__WHAT TO WORK ON__. Please repeat the items below from the line with "Study the photo above. For every instance of the blurred" through the end of the items, both ends included, with every line given again, requests included. Add -132 to each point coordinate in the answers, and leave the pictures out.

····················

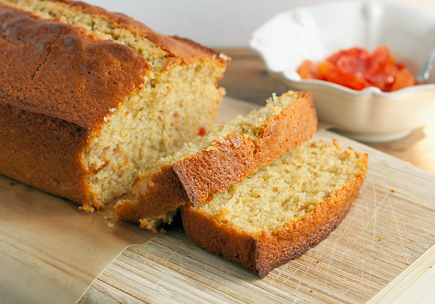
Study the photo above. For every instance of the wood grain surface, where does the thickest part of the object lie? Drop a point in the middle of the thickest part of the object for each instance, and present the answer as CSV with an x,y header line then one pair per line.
x,y
50,251
388,228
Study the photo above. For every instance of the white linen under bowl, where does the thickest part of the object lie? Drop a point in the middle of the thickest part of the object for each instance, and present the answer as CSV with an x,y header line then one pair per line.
x,y
315,32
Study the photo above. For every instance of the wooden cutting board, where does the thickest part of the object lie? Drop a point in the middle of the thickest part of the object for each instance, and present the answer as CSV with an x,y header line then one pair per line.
x,y
50,251
391,224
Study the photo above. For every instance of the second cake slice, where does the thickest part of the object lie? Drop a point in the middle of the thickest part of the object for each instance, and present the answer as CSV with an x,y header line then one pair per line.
x,y
223,157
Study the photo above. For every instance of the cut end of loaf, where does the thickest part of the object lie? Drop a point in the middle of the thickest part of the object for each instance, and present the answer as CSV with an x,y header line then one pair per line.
x,y
176,102
226,154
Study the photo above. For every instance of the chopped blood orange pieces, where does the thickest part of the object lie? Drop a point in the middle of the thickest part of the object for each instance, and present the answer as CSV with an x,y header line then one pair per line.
x,y
357,69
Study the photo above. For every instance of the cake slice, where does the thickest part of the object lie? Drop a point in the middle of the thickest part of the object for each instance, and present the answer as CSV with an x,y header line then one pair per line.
x,y
223,157
281,211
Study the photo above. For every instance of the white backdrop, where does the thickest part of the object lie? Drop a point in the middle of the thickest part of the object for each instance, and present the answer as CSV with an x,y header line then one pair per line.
x,y
222,23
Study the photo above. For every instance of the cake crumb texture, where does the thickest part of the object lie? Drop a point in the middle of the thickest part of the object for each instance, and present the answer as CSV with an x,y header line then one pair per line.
x,y
282,210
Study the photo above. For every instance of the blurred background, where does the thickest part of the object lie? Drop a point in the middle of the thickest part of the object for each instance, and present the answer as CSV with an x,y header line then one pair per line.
x,y
219,24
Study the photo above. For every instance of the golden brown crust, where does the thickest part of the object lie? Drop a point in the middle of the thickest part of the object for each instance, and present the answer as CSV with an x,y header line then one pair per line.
x,y
262,253
214,170
42,151
56,86
185,49
55,69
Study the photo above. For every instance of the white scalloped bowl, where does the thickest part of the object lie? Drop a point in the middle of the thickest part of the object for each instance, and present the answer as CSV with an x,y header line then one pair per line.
x,y
316,32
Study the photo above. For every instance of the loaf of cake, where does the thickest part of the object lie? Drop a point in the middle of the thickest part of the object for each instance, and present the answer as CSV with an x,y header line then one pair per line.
x,y
282,210
223,157
89,98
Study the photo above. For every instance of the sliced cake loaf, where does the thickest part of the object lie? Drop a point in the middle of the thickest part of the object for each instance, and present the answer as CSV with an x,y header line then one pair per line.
x,y
88,98
282,210
224,156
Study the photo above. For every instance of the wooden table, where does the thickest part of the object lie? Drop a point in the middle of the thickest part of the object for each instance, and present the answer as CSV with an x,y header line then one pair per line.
x,y
407,248
247,79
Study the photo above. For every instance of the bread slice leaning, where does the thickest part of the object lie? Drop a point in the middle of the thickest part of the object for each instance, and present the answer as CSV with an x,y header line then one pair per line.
x,y
223,157
281,211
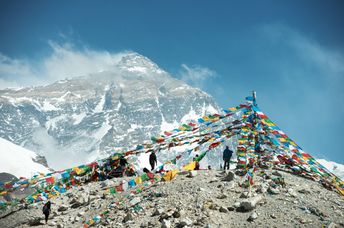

····················

__WORKED SOLUTION__.
Study the photo above. For every instance of the blurred background, where does the thickest part of the object lie? Drop a point in the middle of the thickest part of the object for each instance, and present the answer as CSV with an x,y header line then one pair per line.
x,y
87,-108
Study the photo above. For every instance of the golden brown crust, where does the thickest part of the object lie? Drop a point in the middle of the thickest part of the object for each instance, and present the answer as CSV with an x,y header line then one pair per line.
x,y
130,121
82,38
-90,19
-76,-46
53,-83
-77,-63
Study the photo above. For every instance of the white scalloped bowl, where does the thickest part of the object lie? Drop a point in the middle of the thickest part of the object for each instance, and present the answer as CSV with an x,y header line then one pair per line.
x,y
184,-100
Study the photo above. For every instance of the loaf of cake, where does the thickest part of the object lie? Drop a point in the middle of the thickest part of the object for each instance, and present the answer as CSV with an x,y header line then one pair per line.
x,y
150,78
91,25
-43,-34
Study the photo above. For every instance of the sliced cake loaf, where does the thickest part of the object lie? Drop a point in the middle of the thickest part of the object for each instance, and present the answer as CSV with an x,y header line then one pair per line.
x,y
-44,-34
150,78
92,24
Study the photo above. For every instance of the wooden table, where does the thickest part of the object lie? Drop a point in the middle of the thickest part of the object for each instance, and present the answer as CSV with an x,y header line then one pair per line.
x,y
275,116
115,-53
Study the photo above. For every instance of the bread slice leaning, where does the thickest part of the object lie? Drop a point in the middle of the thickest part of the object for each instance, and present the answer as CSV with an x,y header line then one pair per line.
x,y
91,25
149,79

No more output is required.